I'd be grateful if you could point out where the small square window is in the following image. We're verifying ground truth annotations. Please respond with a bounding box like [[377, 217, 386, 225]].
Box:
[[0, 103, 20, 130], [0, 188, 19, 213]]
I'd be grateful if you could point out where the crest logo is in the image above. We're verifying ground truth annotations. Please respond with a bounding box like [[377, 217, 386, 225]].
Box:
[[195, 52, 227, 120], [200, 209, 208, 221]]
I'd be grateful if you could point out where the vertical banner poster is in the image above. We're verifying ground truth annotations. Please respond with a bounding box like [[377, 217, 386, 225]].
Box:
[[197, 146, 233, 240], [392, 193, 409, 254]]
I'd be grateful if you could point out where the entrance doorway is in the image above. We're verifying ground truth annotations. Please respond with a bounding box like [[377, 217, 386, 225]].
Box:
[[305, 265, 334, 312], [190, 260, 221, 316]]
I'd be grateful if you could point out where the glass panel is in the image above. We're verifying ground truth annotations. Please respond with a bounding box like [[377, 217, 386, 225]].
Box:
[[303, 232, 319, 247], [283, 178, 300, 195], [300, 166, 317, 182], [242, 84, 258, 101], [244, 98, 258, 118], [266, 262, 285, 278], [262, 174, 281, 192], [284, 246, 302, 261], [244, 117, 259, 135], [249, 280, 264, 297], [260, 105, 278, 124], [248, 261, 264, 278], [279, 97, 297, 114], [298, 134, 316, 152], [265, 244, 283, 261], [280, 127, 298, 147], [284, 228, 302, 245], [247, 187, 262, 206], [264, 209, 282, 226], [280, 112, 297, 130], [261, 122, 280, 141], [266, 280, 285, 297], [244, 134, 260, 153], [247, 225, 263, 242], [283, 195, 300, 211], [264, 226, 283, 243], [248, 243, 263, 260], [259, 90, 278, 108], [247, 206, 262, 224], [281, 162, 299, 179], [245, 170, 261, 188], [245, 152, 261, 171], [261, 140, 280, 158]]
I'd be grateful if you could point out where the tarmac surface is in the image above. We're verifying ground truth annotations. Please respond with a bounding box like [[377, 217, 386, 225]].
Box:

########

Turn every line of the records above into a Markdown table with the columns Row and Line. Number the rows in order and skip blank lines.

| Row | Line |
|---|---|
| 1 | I'd be grateful if you could point out where the small square window is in the following image. We're verifying ground truth annotations. Please respond with a bounding box like [[377, 217, 386, 225]]. |
| 2 | Box: |
| 3 | [[0, 103, 20, 130], [0, 188, 19, 213]] |
| 4 | I'd be grateful if you could point out where the crest logo is in the image above. We're verifying ground truth annotations. Please respond with a bounding box like [[377, 217, 386, 225]]. |
| 5 | Box: |
| 6 | [[195, 52, 227, 120], [200, 209, 208, 221]] |
| 7 | I'd be grateful if you could point out where the vertical banner poster is in the image above. We're verifying ground truth annotations. Please respond with a bounding box like [[377, 217, 386, 225]]. |
| 8 | Box: |
| 9 | [[197, 146, 233, 240], [392, 193, 409, 254]] |
| 10 | I'd be grateful if you could point out where the entrance doorway is in the image above. We're verifying ground truth annotations. Please respond with a bounding box like [[377, 217, 386, 225]]. |
| 11 | Box: |
| 12 | [[305, 265, 334, 312], [190, 260, 221, 316]] |
| 13 | I'd be grateful if you could point out where the glass panel is in the image above. We're verifying ground truth annotations. Please respond with a bounding box like [[377, 217, 386, 225]]. |
| 14 | Box: |
| 15 | [[303, 232, 319, 247], [283, 178, 300, 195], [300, 166, 317, 182], [242, 84, 258, 101], [244, 98, 258, 118], [266, 262, 285, 278], [262, 174, 281, 192], [284, 246, 302, 261], [244, 117, 259, 135], [249, 280, 264, 297], [260, 105, 278, 124], [248, 261, 264, 278], [279, 97, 297, 114], [298, 134, 316, 152], [265, 244, 283, 261], [280, 127, 298, 147], [284, 228, 302, 245], [247, 187, 262, 206], [264, 209, 282, 226], [280, 112, 297, 130], [261, 122, 280, 141], [266, 280, 285, 297], [244, 134, 260, 153], [247, 225, 263, 242], [283, 195, 300, 211], [264, 226, 283, 243], [248, 243, 263, 260], [259, 90, 278, 108], [247, 206, 262, 224], [281, 162, 299, 179], [245, 170, 261, 188], [245, 152, 261, 171], [261, 140, 280, 158]] |
| 16 | I'd be grateful if you could point out where the tarmac surface is in the image above. We're verifying ground truth annotations. Please respond with a bounding box like [[377, 217, 386, 225]]. |
| 17 | Box: |